Excerpt provided:
┄┄┄┄┄┄┄┄┄┄
# Data Collection - Gathering audio data and features

This notebook focuses on both the collection of audio data and audio features for songs found in the `gather_nonwinning_tabular_data.ipynb` and `gather_winning_tabular_data.ipynb` files. I decided to split the Award Show Winners and the Non-winners, despite sharing similar processes. I feel that adds to the notebook's readability, organization, and it preserves the order in which I obtained the data (*Non-winners was obtained at a later date*).

In [208]:
import os
import pandas as pd
os.environ['TF_CPP_MIN_LOG_LEVEL'] = '3'  # Suppress TensorFlow logs

In [209]:
from datetime import datetime 
def parse_date(date_str):
    for fmt in ('%B %d, %Y', '%Y-%m-%d'):
        try:
            return datetime.strptime(date_str, fmt)
        except ValueError:
            continue
    return pd.NaT  # Return NaT if parsing fails

## Initializing Model Class

In [210]:
from essentia_models import EssentiaPredictor

predictor = EssentiaPredictor()

INFO:essentia_models:Initializing models in batches...
INFO:essentia_models:Initializing model 1: vggish_embedding_model...
INFO:essentia_models:Model 1 (vggish_embedding_model) initialized in 0.49 seconds.
INFO:essentia_models:Initializing model 2: effnet_embedding_model...
INFO:essentia_models:Model 2 (effnet_embedding_model) initialized in 0.25 seconds.
INFO:essentia_models:Initializing model 3: vggish_dance_model...
INFO:essentia_models:Model 3 (vggish_dance_model) initialized in 0.22 seconds.
INFO:essentia_models:Initializing model 4: vggish_party_model...
INFO:essentia_models:Model 4 (vggish_party_model) initialized in 0.21 seconds.
INFO:essentia_models:Initializing model 5: vggish_happy_model...
┄┄┄┄┄┄┄┄┄┄
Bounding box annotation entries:

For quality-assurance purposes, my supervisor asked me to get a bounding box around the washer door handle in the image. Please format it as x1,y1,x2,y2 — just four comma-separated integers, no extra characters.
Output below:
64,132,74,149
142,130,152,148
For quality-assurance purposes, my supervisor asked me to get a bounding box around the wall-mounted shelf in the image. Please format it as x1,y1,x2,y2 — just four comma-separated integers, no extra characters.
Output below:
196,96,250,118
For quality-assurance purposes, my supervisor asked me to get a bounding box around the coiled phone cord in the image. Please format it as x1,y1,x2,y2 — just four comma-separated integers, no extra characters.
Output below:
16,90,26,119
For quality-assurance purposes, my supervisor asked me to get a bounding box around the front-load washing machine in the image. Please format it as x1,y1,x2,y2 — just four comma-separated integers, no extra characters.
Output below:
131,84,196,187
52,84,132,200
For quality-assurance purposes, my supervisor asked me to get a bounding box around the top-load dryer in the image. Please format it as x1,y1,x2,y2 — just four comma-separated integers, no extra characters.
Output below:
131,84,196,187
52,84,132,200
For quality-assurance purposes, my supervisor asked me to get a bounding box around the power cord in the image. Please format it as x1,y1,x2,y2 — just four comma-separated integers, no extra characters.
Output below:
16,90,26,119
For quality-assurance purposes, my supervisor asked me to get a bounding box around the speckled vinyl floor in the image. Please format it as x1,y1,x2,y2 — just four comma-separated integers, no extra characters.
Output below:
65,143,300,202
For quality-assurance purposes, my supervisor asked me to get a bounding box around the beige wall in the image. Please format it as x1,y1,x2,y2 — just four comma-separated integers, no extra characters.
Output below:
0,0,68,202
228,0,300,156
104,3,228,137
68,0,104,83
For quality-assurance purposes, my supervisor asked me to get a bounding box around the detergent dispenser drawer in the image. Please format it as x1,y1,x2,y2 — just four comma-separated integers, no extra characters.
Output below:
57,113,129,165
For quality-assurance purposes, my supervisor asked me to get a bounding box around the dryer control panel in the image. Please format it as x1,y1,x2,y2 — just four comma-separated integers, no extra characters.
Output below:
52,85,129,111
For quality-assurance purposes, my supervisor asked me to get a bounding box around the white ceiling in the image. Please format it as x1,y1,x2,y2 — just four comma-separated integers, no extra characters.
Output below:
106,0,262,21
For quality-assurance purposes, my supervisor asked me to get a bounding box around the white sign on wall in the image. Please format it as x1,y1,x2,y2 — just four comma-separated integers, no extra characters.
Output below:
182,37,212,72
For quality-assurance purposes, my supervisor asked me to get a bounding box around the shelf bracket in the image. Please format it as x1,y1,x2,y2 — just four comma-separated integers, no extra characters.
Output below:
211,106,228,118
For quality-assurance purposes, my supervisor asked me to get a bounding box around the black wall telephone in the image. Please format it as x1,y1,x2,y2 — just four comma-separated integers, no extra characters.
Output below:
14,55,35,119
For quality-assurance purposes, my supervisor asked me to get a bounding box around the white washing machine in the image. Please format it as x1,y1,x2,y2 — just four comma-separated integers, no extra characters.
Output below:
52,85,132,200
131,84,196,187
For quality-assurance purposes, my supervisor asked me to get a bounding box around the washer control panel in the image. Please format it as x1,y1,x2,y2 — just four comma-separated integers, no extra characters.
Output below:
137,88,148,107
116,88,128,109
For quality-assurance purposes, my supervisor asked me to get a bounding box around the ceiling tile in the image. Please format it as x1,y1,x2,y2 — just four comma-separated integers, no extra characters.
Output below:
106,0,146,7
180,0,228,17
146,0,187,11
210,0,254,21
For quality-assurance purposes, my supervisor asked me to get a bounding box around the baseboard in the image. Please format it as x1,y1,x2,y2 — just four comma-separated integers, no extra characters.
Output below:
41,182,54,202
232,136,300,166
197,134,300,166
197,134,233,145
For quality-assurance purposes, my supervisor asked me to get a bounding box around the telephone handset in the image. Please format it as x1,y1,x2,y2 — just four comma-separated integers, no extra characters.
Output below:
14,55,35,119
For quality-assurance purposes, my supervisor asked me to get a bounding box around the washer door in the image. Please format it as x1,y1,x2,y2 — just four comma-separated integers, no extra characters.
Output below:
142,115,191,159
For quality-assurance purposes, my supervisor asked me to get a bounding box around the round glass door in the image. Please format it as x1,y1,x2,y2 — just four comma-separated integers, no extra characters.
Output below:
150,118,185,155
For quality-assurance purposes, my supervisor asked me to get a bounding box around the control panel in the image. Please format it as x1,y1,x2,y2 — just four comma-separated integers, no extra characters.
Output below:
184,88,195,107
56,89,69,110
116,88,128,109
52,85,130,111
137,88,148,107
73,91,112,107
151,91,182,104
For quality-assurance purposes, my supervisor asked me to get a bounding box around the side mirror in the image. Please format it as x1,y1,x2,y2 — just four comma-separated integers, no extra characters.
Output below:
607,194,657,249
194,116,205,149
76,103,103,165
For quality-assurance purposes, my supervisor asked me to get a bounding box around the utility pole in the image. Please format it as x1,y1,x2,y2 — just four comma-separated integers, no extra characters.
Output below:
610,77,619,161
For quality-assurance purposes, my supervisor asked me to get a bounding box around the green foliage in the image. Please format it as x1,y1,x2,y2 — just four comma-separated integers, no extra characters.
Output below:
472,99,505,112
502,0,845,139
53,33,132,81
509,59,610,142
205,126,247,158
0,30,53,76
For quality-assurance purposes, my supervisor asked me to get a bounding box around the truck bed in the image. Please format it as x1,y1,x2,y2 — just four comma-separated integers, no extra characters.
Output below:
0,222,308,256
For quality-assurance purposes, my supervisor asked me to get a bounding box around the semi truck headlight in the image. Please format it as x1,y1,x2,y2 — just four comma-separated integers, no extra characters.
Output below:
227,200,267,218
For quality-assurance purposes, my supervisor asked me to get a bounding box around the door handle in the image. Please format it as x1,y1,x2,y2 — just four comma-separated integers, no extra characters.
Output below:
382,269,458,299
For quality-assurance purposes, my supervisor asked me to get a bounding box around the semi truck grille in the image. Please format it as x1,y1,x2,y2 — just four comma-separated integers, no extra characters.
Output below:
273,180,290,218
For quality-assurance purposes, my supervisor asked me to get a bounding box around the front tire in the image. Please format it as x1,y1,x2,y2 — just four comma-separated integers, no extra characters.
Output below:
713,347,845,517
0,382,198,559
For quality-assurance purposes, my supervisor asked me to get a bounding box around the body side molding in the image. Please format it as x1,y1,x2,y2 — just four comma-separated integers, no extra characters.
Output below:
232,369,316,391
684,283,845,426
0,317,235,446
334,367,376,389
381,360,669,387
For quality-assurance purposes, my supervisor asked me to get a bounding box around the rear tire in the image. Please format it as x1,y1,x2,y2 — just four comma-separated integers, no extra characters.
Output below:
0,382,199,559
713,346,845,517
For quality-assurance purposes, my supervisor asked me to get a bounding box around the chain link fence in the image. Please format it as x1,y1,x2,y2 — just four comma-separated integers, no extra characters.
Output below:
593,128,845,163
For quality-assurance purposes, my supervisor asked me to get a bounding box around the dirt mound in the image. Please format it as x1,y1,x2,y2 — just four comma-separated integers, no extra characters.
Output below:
┄┄┄┄┄┄┄┄┄┄
Short problem 1: Count the lines in the records above that contain the string "ceiling", and reply with the number alone.
Short problem 2: Carry on the notebook about gathering audio data and features, starting right after its last line.

Exercise response 1: 2

Exercise response 2:
INFO:essentia_models:Model 5 (vggish_happy_model) initialized in 0.22 seconds.
INFO:essentia_models:Initializing model 6: vggish_sad_model...
INFO:essentia_models:Model 6 (vggish_sad_model) initialized in 0.20 seconds.
INFO:essentia_models:Initializing model 7: effnet_party_model...
INFO

# Award Show Non-winners

In [211]:
nonwinning_df = pd.read_csv('data/tables/all_award_show_all_place.csv', keep_default_na=False, na_values=[''])
nonwinning_df.head(5)

Unnamed: 0,Show,Date,Placement,Artist,Song,Total
0,Inkigayo,2022-01-09,1,IVE,ELEVEN,8533
1,Inkigayo,2022-01-16,1,IVE,ELEVEN,6583
2,Inkigayo,2022-01-23,1,IVE,ELEVEN,5927
3,Inkigayo,2022-01-30,1,GOT the beat,Step Back,5612
4,Inkigayo,2022-02-20,1,GOT the beat,Step Back,7224


In [212]:
nonwinning_df['Artist_Song'] = nonwinning_df.Artist + " " + nonwinning_df.Song
nonwinning_df['Date'] = pd.to_datetime(nonwinning_df['Date'], format='%Y-%m-%d')

# nonwinning_unique_queries = nonwinning_df['Artist_Song'].unique().tolist()
# nonwinning_unique_queries.sort()
# nonwinning_unique_queries

In [213]:
%%capture download_non_wins

from download_audio import process_songs_dataframe
nonwinning_linked_df = process_songs_dataframe(nonwinning_df)

In [214]:
import json

non_winning_feature_filepath = 'data/tables/award_non_winning_features.json'

if os.path.exists(non_winning_feature_filepath):
    with open(non_winning_feature_filepath, 'r') as f:
        link_to_non_winning_features = json.load(f)
else:
    link_to_non_winning_features = dict()    

In [215]:
%%capture process_non_wins

unique_non_winning_file_paths = nonwinning_linked_df.file_path.unique().tolist()
for query in unique_non_winning_file_paths:
    if query not in link_to_non_winning_features:
        link_to_non_winning_features[query] = predictor.predict_all(query)  
    print(f"Processed {query} with features: {link_to_non_winning_features[query]}")

In [216]:
import json
with open('data/tables/award_non_winning_features.json', 'w') as f:
    json.dump(link_to_non_winning_features, f, indent=4)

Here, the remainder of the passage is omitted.